[Data items]
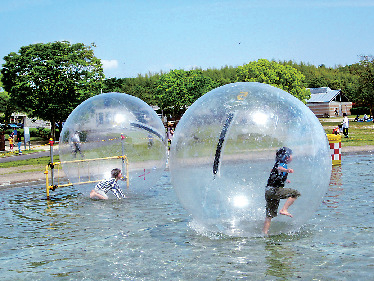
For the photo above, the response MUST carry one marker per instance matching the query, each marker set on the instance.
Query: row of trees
(48, 81)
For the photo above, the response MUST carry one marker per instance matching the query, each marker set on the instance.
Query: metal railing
(49, 169)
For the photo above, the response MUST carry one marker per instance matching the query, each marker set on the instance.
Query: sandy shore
(30, 175)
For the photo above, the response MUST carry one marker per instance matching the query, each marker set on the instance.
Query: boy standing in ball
(275, 190)
(103, 187)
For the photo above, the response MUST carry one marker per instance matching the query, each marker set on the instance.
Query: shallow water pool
(148, 237)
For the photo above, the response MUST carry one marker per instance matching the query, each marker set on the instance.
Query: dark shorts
(273, 196)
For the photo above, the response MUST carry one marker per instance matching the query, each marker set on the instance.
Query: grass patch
(360, 133)
(34, 161)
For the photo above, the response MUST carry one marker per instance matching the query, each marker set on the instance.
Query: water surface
(149, 238)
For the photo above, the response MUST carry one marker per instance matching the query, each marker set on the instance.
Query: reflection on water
(147, 237)
(335, 189)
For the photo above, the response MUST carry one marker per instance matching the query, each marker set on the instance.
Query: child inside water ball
(275, 190)
(103, 187)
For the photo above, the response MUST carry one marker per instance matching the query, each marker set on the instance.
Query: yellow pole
(335, 142)
(46, 180)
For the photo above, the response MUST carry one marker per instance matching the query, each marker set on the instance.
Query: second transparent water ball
(105, 128)
(224, 149)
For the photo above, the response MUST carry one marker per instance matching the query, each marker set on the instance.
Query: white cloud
(109, 64)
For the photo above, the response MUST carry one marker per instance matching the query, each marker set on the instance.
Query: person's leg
(287, 204)
(96, 195)
(266, 227)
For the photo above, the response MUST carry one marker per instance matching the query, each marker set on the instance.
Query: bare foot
(285, 213)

- _Exercise requirements_
The records above are to be repeated exactly, with every picture removed from the copy.

- _Output_
For the photo above, the response MUST carry one marker per instance matching the query, each marker set on the instance.
Query: row of trees
(48, 81)
For the photo above, the response MUST carry one marker per instance matching the query, each marker set on the instance.
Query: metal railing
(49, 169)
For the photo above, the response MUST carry one marker per instance matching the query, each marker set on the instance.
Query: sandy shore
(30, 175)
For the photo above, the response MUST carry one marker per instance matching the query, each marker set on the instance.
Query: boy standing in ball
(275, 190)
(103, 187)
For the photo above, the response MUST carry one marker per instance matching the query, each marker set on the instance.
Query: shallow water pool
(148, 237)
For the photo above, the response MUST carry one marker per instance matching the query, each marker set on the instance.
Query: dark shorts
(273, 196)
For the photo above, the response MUST carry one marker per instance matching the query, each marker set on the instance.
Query: grass patch
(360, 133)
(34, 161)
For the photo above, the response MUST carry one marker per instance matching the query, each marker set on the instance.
Query: water surface
(149, 238)
For the photo above, the response MUST carry one marker per instance matching the query, each marker set on the instance.
Query: reflection on water
(147, 237)
(335, 189)
For the photo above, the response MUST carry one marker per instance matching the query, each marker set on the instance.
Query: child inside water ball
(275, 190)
(103, 187)
For the photo above, the response MUST carry one marker per instance matching the query, each marker set on the instance.
Query: yellow pole
(335, 142)
(46, 180)
For the photo above, the response MUST carry one marker per instance matching the query, each marker set on the instance.
Query: second transparent water ball
(105, 128)
(224, 149)
For the photo above, the response MUST carry one marker per instance matching the query, each marker set on the instance.
Query: white cloud
(109, 64)
For the photo above, the response MUST carry one marker per instance matching the query, each marker set on the instance.
Query: person's leg
(287, 204)
(96, 195)
(266, 227)
For the photo above, the response MUST carry one marker per instance matching the query, each marker set on the instance.
Query: bare foot
(285, 213)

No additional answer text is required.